▶ [WHAT TO PRODUCE]:
Put each line from the one containing "Find the swan's left" through the end of the items into a JSON list of strings, one string per line, with blank lines left out.
[START OF DATA FOR THIS EXERCISE]
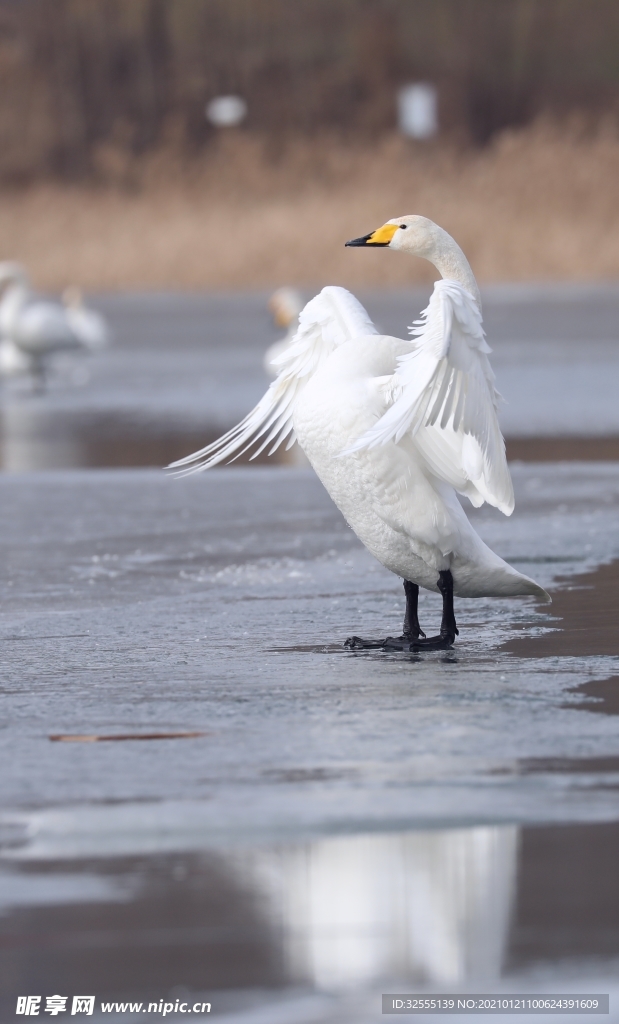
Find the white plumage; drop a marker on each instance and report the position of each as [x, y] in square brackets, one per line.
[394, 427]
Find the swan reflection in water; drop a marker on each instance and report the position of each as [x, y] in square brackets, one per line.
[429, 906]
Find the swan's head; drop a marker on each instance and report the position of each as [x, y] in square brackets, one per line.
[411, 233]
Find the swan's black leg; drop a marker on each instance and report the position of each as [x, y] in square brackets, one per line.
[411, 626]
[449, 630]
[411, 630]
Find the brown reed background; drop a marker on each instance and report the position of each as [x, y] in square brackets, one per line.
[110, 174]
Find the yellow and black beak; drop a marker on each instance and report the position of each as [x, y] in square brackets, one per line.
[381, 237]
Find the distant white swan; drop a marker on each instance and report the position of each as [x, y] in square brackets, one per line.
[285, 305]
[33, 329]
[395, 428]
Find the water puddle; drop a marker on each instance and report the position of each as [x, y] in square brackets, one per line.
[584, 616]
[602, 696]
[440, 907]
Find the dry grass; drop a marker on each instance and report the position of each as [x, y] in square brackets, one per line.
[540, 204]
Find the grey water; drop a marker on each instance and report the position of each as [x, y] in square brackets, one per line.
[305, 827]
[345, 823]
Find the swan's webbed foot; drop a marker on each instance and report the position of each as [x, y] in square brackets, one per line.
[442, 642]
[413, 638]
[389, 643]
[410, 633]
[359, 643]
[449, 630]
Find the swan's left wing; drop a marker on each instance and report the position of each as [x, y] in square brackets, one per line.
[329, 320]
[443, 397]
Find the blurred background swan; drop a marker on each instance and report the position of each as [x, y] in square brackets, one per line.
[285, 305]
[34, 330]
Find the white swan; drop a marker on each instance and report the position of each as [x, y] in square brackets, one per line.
[END OF DATA FOR THIS EXERCISE]
▶ [SOLUTION FOR THIS EXERCISE]:
[
  "Find the swan's left wing; drop a marker on each instance and report the position of each as [x, y] in square brackets, one per line.",
  "[329, 320]",
  "[443, 397]",
  "Find the blurred background swan; drop a marker on each instance and report the position of each as [x, y] in square brackets, one per line.",
  "[285, 305]",
  "[34, 330]",
  "Find the white swan; drop a marker on each instance and report the position of each as [x, y] in square brackets, one per line."
]